2019 Cannes International Series Festival
- Location: Cannes, France
- Founded: 2018
- Awards: Best Series (Perfect Life)
- Festival date: 5–10 April 2019
- Website: canneseries.com/en

Canneseries
- 2020 2018

= 2019 Canneseries =

2019 television festival

The 2nd Cannes International Series Festival is a television festival that took place from 5 to 10 April 2019 in Cannes, France.

The closing ceremony was hosted by French comedian Monsieur Poulpe and aired live on Canal+. Spanish comedy series Perfect Life won the Best Series of the festival.

==Juries==
The following juries were named for the festival. English actor Stephen Fry was set to jury the competition section but withdrew his participation.

■ Data provided ■

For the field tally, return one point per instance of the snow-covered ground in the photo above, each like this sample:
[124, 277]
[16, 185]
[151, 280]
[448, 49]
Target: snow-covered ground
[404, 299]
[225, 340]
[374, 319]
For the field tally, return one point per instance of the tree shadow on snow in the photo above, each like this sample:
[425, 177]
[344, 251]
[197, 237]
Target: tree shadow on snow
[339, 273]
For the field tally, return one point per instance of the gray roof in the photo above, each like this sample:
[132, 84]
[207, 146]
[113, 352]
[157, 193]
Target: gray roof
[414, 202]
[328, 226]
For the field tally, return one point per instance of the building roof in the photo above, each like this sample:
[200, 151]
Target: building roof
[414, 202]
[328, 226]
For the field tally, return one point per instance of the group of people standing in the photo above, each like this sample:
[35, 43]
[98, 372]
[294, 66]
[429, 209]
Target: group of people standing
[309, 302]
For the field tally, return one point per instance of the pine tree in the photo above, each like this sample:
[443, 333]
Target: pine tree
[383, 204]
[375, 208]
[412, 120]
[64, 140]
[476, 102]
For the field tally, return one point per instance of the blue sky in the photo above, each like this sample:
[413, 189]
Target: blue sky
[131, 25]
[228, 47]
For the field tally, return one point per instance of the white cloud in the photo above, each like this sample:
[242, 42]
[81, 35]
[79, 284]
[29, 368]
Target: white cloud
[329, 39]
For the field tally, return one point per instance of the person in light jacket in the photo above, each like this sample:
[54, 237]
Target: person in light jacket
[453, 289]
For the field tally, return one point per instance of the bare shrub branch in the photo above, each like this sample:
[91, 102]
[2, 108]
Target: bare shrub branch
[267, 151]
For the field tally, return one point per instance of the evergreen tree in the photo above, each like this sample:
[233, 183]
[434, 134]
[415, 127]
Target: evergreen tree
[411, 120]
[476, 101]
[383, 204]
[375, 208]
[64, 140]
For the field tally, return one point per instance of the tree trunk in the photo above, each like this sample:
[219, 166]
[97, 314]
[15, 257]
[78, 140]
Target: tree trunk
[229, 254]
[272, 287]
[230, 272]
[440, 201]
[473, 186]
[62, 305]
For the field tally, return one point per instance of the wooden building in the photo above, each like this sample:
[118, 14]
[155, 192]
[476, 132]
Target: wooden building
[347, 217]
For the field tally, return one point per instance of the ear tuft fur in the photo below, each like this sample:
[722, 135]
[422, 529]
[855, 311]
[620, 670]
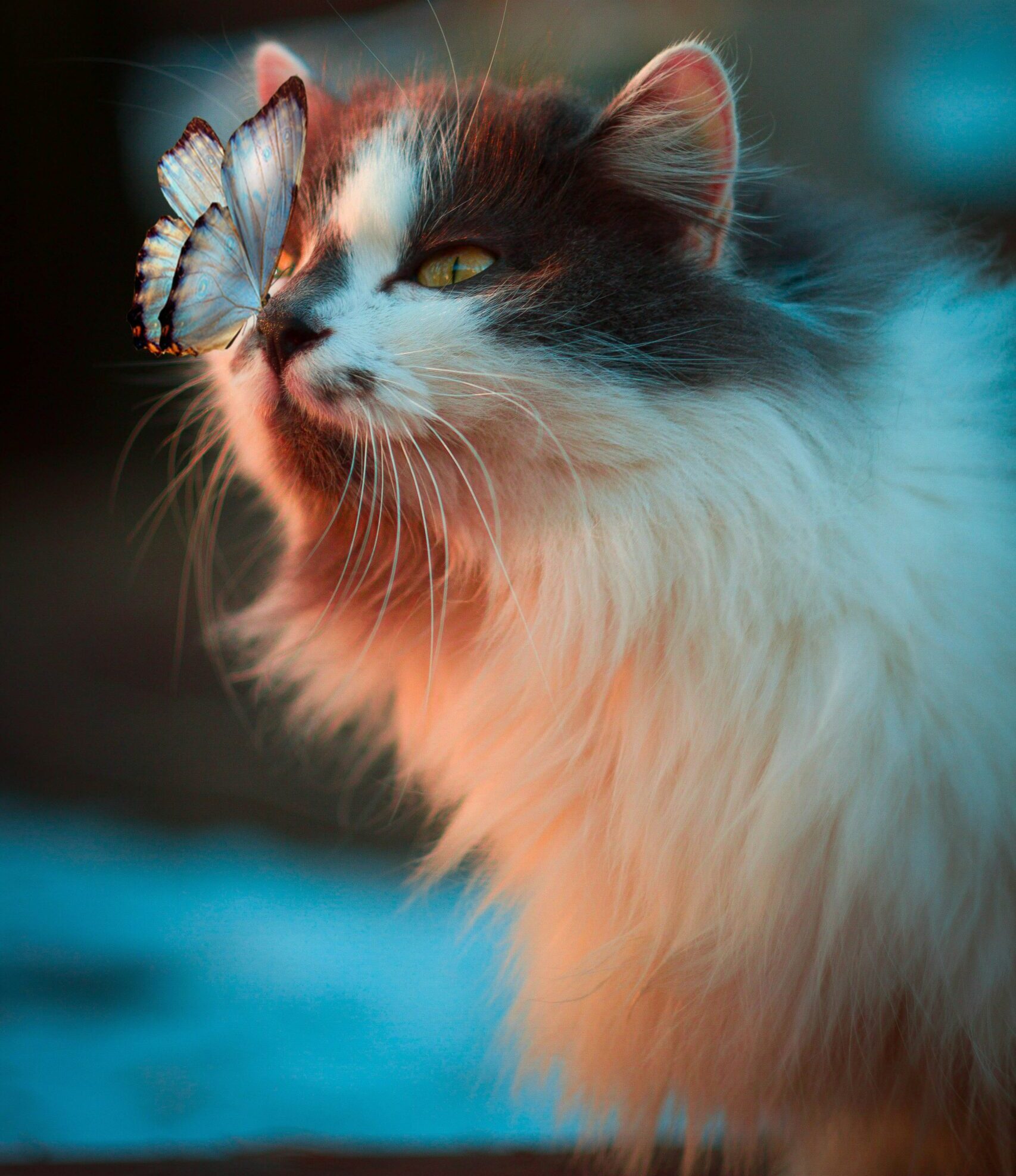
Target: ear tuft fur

■ Goals ■
1) List every nationality named in the festival text.
2) Rename "field tally" to "site count" in the entries, from the line holding "the tree trunk" through the end of the entries, inclusive, and give only those lines. Leave out the picture.
The festival text and the entries were gathered from separate sources.

■ Results for the exercise ■
1) French, Spanish, English

2)
For the site count, return one point per instance of the tree trunk in the photo above, each like this sample:
[219, 166]
[97, 314]
[15, 257]
[78, 140]
Target: tree trunk
[229, 254]
[272, 287]
[230, 272]
[440, 201]
[473, 186]
[62, 305]
For the site count, return one point per instance of the wooden building in the photo above, each like this sample:
[118, 14]
[155, 192]
[476, 132]
Target: wooden building
[347, 217]
For the site count, return one point per instance of the ear tuft fur in the photo below, each like this sample:
[722, 135]
[422, 529]
[855, 311]
[620, 670]
Target: ear tuft fur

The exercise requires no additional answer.